Consegna A:
Nell'estratto del testo, come suonano le più antiche formule dei primi saggi misnici talmudici?

Estratto del testo:
++++++++++
2015년 6월 3일 수요일

Storia degli Esseni 39

Storia degli Esseni 39


Che se provato non ostante il fatto, pur si volesse di questo fatto
medesimo, di questa strana eccezione indagare le cagioni, facile
sarebbe le cause additarne più verosimili. Se diceste in qual guisa
quel mistero, serbato per la tradizione comune, non lo fu per le più
gelose e per le più rispettate, ecco che cosa risponderei. Vi mostrerei
la forma nella quale queste ultime tradizioni furono dettate, la
forma che assunsero in tutte le opere scritte, forma se altra fu mai
metaforica per eccellenza, in cui l’allegoria procede così uniforme,
così complicata, e in cui sì denso velo ricuopre il pensiero recondito,
che tutta la penetrazione sfida dei più oculati ove alla parola scritta
non soccorra l’insegnamento orale del maestro, a tal chè si può dire
che niuna maggiore divulgazione procurare poteva la scrittura a cotal
tradizione, che già non avesse pria di essere per iscritto deposta.E
non è questo il luogo di maggiormente diffondersi intorno questo
argomento; ma se lo fosse, facil sarebbe mostrarvi di questo procedere
dei dottori parlantissima analogia nei primi tentativi di redazione
tradizionale, nei primi saggi Misnici talmudici ove questa stessa forma
parabolica vediamo prevalere, ed ove le più antiche formule suonano
brevi, oscure, talvolta metaforiche siccome i famosi _Simanim_ di cui
va copiosa la Biblioteca Rabbinica dei primi secoli.
++++++++++
Estratti di dati per etichettare posizioni:
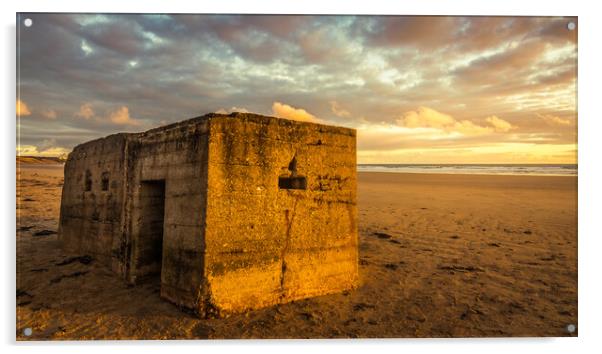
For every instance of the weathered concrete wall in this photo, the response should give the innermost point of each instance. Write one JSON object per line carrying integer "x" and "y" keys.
{"x": 92, "y": 197}
{"x": 266, "y": 244}
{"x": 177, "y": 157}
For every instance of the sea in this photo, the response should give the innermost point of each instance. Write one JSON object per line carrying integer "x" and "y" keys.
{"x": 476, "y": 169}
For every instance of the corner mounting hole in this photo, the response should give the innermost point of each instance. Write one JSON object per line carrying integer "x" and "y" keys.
{"x": 571, "y": 26}
{"x": 292, "y": 182}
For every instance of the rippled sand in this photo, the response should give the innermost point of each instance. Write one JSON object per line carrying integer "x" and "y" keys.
{"x": 440, "y": 256}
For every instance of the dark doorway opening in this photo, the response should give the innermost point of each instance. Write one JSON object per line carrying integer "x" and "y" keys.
{"x": 150, "y": 240}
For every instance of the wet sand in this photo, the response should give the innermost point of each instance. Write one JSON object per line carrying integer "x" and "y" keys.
{"x": 440, "y": 256}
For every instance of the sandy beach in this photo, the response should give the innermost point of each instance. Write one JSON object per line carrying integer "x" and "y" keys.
{"x": 440, "y": 256}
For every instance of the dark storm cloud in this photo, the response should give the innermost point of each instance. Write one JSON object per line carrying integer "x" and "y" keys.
{"x": 132, "y": 72}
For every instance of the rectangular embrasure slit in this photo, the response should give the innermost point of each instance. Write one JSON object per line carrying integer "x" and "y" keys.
{"x": 292, "y": 182}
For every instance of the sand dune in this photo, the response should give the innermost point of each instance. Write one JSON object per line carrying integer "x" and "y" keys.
{"x": 440, "y": 256}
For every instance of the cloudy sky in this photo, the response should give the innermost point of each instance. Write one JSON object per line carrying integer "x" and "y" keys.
{"x": 417, "y": 89}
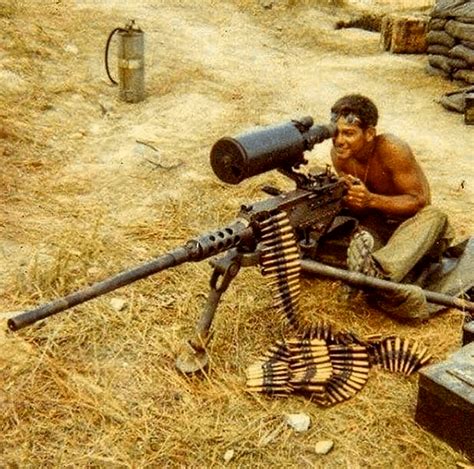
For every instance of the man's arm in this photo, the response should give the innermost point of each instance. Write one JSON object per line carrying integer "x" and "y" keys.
{"x": 405, "y": 190}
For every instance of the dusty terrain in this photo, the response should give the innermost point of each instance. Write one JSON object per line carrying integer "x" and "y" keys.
{"x": 81, "y": 198}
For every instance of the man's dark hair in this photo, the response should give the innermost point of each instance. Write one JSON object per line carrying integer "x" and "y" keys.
{"x": 359, "y": 106}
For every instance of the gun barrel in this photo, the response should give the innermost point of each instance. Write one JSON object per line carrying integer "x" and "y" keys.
{"x": 360, "y": 280}
{"x": 176, "y": 257}
{"x": 194, "y": 250}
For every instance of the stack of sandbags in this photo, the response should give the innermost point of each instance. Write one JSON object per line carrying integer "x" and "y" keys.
{"x": 450, "y": 40}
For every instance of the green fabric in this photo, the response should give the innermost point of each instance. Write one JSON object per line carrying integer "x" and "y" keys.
{"x": 428, "y": 232}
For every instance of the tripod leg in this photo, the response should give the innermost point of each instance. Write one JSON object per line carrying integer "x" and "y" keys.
{"x": 194, "y": 357}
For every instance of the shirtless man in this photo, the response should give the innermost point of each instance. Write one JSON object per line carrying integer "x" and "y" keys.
{"x": 389, "y": 194}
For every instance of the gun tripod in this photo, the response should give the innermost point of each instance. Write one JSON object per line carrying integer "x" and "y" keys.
{"x": 278, "y": 255}
{"x": 194, "y": 356}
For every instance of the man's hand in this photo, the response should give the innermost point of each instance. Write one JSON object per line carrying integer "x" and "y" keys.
{"x": 358, "y": 196}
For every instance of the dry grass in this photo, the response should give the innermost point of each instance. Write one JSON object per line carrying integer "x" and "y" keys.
{"x": 94, "y": 387}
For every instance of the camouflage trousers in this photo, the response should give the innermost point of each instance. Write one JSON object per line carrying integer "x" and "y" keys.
{"x": 423, "y": 236}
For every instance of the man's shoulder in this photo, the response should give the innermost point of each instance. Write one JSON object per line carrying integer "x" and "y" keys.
{"x": 390, "y": 146}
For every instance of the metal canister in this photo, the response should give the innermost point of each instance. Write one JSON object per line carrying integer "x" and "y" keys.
{"x": 131, "y": 63}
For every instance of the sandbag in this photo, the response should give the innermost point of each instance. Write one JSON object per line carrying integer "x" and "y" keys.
{"x": 464, "y": 53}
{"x": 468, "y": 44}
{"x": 437, "y": 24}
{"x": 447, "y": 8}
{"x": 441, "y": 62}
{"x": 465, "y": 75}
{"x": 456, "y": 64}
{"x": 459, "y": 30}
{"x": 436, "y": 49}
{"x": 441, "y": 38}
{"x": 437, "y": 72}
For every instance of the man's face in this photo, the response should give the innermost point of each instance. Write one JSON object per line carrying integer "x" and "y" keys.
{"x": 350, "y": 139}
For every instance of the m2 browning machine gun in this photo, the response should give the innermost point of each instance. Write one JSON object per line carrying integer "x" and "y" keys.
{"x": 275, "y": 233}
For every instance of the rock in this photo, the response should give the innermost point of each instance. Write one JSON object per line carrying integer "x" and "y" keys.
{"x": 118, "y": 304}
{"x": 72, "y": 49}
{"x": 228, "y": 455}
{"x": 324, "y": 446}
{"x": 299, "y": 422}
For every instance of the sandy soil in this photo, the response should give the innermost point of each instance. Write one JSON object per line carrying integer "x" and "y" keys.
{"x": 82, "y": 197}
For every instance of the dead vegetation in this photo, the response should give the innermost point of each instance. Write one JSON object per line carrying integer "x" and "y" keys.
{"x": 97, "y": 387}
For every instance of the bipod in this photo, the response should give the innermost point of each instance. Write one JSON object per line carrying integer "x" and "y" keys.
{"x": 194, "y": 357}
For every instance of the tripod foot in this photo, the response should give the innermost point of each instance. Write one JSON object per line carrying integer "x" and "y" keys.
{"x": 192, "y": 360}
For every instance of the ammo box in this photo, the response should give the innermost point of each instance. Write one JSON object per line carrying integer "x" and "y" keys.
{"x": 445, "y": 404}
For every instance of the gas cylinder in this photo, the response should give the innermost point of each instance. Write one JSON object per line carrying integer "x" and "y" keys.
{"x": 130, "y": 62}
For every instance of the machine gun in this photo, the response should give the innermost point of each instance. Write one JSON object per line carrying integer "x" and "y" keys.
{"x": 275, "y": 233}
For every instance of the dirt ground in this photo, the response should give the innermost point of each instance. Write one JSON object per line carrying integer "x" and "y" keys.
{"x": 91, "y": 185}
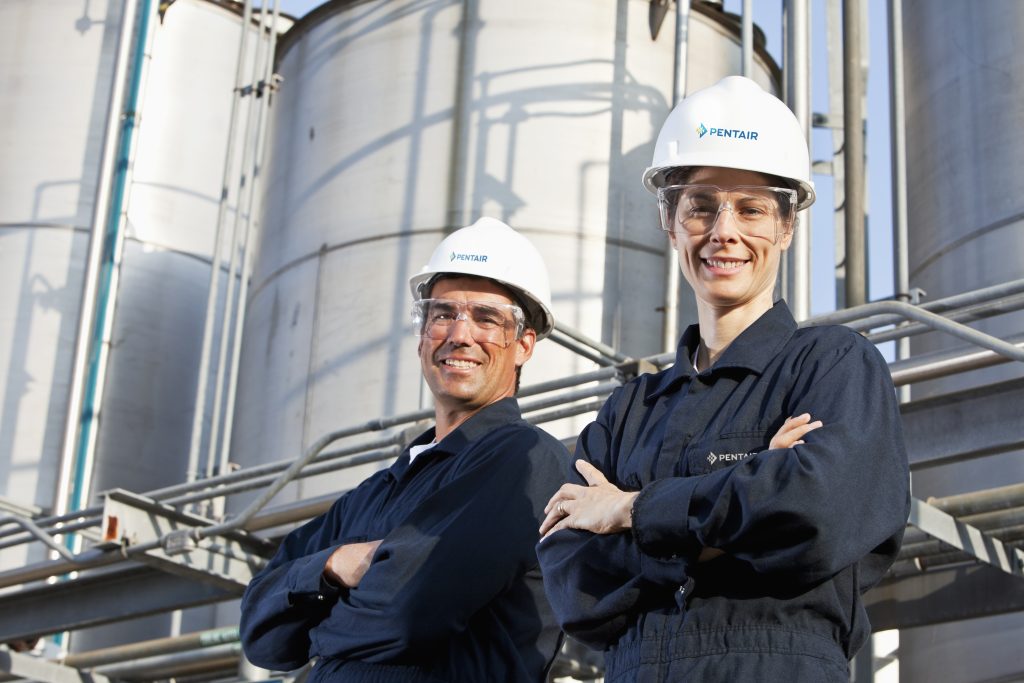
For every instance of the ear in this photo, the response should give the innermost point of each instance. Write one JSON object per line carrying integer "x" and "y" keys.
{"x": 524, "y": 346}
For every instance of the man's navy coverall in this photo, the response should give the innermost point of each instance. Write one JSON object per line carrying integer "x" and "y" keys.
{"x": 805, "y": 530}
{"x": 454, "y": 592}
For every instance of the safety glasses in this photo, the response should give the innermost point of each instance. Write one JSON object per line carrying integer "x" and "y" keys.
{"x": 757, "y": 211}
{"x": 488, "y": 323}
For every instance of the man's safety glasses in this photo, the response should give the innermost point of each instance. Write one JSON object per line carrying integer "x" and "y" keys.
{"x": 757, "y": 211}
{"x": 488, "y": 322}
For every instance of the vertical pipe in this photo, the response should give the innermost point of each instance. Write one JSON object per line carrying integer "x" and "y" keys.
{"x": 245, "y": 191}
{"x": 670, "y": 330}
{"x": 856, "y": 291}
{"x": 747, "y": 34}
{"x": 93, "y": 266}
{"x": 798, "y": 80}
{"x": 211, "y": 301}
{"x": 897, "y": 113}
{"x": 250, "y": 237}
{"x": 111, "y": 274}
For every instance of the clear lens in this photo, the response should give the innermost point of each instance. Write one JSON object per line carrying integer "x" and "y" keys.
{"x": 757, "y": 211}
{"x": 488, "y": 322}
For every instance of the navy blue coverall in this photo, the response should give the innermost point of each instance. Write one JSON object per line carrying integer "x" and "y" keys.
{"x": 454, "y": 592}
{"x": 805, "y": 530}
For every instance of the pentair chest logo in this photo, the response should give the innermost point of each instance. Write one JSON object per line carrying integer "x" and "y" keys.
{"x": 728, "y": 457}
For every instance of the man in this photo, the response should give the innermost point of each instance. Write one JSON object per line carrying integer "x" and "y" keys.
{"x": 692, "y": 547}
{"x": 426, "y": 571}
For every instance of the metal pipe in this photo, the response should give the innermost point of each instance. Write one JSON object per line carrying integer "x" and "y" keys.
{"x": 935, "y": 366}
{"x": 858, "y": 321}
{"x": 579, "y": 348}
{"x": 563, "y": 383}
{"x": 38, "y": 534}
{"x": 602, "y": 389}
{"x": 568, "y": 412}
{"x": 1004, "y": 525}
{"x": 747, "y": 39}
{"x": 981, "y": 501}
{"x": 897, "y": 128}
{"x": 247, "y": 264}
{"x": 966, "y": 314}
{"x": 989, "y": 519}
{"x": 111, "y": 275}
{"x": 211, "y": 301}
{"x": 601, "y": 348}
{"x": 239, "y": 250}
{"x": 90, "y": 283}
{"x": 670, "y": 329}
{"x": 798, "y": 78}
{"x": 177, "y": 664}
{"x": 939, "y": 324}
{"x": 853, "y": 157}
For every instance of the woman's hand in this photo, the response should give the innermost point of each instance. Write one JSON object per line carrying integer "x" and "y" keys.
{"x": 793, "y": 431}
{"x": 599, "y": 507}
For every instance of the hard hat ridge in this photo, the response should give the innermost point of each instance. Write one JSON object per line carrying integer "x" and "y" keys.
{"x": 491, "y": 249}
{"x": 733, "y": 124}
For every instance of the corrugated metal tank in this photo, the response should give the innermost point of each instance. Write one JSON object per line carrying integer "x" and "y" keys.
{"x": 398, "y": 122}
{"x": 55, "y": 78}
{"x": 55, "y": 71}
{"x": 965, "y": 131}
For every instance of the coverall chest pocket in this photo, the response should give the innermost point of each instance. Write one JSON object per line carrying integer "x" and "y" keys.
{"x": 724, "y": 451}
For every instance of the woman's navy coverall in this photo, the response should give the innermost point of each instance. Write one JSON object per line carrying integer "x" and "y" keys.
{"x": 454, "y": 592}
{"x": 805, "y": 530}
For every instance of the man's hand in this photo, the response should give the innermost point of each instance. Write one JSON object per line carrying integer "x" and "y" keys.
{"x": 599, "y": 507}
{"x": 793, "y": 431}
{"x": 347, "y": 564}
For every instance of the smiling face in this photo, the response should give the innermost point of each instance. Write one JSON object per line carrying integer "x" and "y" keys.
{"x": 727, "y": 269}
{"x": 463, "y": 374}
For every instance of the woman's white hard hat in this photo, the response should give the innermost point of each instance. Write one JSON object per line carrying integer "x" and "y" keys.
{"x": 491, "y": 249}
{"x": 733, "y": 124}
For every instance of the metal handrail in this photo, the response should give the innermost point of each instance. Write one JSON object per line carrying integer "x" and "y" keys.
{"x": 232, "y": 482}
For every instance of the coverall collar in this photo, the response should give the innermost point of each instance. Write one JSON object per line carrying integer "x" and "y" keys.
{"x": 752, "y": 350}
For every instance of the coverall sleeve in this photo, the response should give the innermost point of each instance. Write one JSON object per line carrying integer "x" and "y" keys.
{"x": 460, "y": 548}
{"x": 290, "y": 596}
{"x": 595, "y": 583}
{"x": 809, "y": 511}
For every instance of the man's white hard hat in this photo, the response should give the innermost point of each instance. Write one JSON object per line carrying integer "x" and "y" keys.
{"x": 491, "y": 249}
{"x": 733, "y": 124}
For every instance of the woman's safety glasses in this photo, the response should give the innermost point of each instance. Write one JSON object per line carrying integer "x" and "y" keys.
{"x": 757, "y": 211}
{"x": 488, "y": 322}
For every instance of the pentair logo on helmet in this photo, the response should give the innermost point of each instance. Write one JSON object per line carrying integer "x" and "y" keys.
{"x": 480, "y": 258}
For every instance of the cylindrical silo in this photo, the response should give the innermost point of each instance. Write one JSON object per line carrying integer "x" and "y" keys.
{"x": 965, "y": 134}
{"x": 398, "y": 122}
{"x": 55, "y": 78}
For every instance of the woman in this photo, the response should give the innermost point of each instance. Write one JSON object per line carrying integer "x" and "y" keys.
{"x": 694, "y": 548}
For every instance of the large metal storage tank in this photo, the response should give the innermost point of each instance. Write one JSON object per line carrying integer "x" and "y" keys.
{"x": 965, "y": 132}
{"x": 55, "y": 77}
{"x": 398, "y": 122}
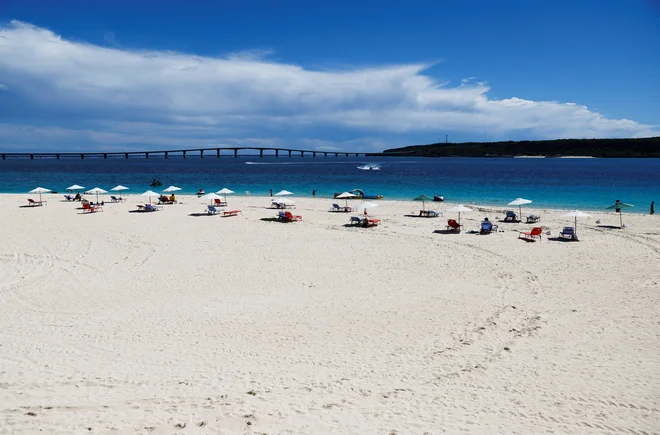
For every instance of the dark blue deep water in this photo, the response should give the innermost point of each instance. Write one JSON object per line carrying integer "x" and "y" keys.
{"x": 557, "y": 183}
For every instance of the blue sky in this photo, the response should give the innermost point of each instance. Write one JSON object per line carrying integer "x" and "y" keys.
{"x": 362, "y": 75}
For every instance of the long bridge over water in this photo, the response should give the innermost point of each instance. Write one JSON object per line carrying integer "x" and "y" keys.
{"x": 194, "y": 152}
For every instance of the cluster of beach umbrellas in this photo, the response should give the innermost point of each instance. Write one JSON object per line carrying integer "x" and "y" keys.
{"x": 460, "y": 208}
{"x": 216, "y": 195}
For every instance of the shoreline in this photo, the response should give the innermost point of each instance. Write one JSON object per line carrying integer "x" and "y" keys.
{"x": 149, "y": 322}
{"x": 430, "y": 204}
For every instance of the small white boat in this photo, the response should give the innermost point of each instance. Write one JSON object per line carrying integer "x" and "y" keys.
{"x": 369, "y": 167}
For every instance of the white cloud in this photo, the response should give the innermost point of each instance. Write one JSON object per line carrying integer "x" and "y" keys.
{"x": 159, "y": 97}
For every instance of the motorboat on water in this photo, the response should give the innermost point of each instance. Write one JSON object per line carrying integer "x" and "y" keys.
{"x": 369, "y": 167}
{"x": 360, "y": 194}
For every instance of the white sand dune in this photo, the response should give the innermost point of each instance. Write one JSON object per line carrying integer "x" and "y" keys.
{"x": 165, "y": 322}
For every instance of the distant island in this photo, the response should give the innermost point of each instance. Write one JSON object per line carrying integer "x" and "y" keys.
{"x": 645, "y": 147}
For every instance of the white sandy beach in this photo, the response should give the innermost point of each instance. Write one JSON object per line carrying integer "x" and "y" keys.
{"x": 164, "y": 322}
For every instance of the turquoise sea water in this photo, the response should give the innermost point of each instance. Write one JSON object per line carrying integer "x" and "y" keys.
{"x": 588, "y": 184}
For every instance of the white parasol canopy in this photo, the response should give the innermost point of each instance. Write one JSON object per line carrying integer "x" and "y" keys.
{"x": 151, "y": 194}
{"x": 40, "y": 190}
{"x": 225, "y": 191}
{"x": 576, "y": 214}
{"x": 96, "y": 191}
{"x": 520, "y": 202}
{"x": 345, "y": 196}
{"x": 212, "y": 196}
{"x": 460, "y": 208}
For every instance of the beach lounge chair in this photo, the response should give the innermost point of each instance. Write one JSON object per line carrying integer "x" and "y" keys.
{"x": 292, "y": 218}
{"x": 531, "y": 235}
{"x": 487, "y": 227}
{"x": 569, "y": 233}
{"x": 149, "y": 207}
{"x": 88, "y": 208}
{"x": 356, "y": 220}
{"x": 452, "y": 225}
{"x": 34, "y": 203}
{"x": 511, "y": 217}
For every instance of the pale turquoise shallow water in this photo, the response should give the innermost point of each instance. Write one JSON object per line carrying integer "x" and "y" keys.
{"x": 588, "y": 184}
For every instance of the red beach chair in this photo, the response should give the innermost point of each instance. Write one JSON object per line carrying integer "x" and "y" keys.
{"x": 531, "y": 235}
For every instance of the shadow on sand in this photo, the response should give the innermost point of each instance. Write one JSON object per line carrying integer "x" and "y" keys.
{"x": 561, "y": 239}
{"x": 446, "y": 232}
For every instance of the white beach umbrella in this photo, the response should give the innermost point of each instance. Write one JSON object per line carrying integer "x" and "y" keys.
{"x": 365, "y": 205}
{"x": 212, "y": 196}
{"x": 520, "y": 202}
{"x": 96, "y": 191}
{"x": 459, "y": 208}
{"x": 345, "y": 196}
{"x": 225, "y": 191}
{"x": 40, "y": 190}
{"x": 151, "y": 194}
{"x": 618, "y": 205}
{"x": 576, "y": 214}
++++++++++
Consegna B:
Indica quante righe contengono la parola "blue", distinguendo tra maiuscole e minuscole. Scrivi solo il numero.

Soluzione esercizio A:
Brevi, oscure, talvolta metaforiche.

Soluzione esercizio B:
3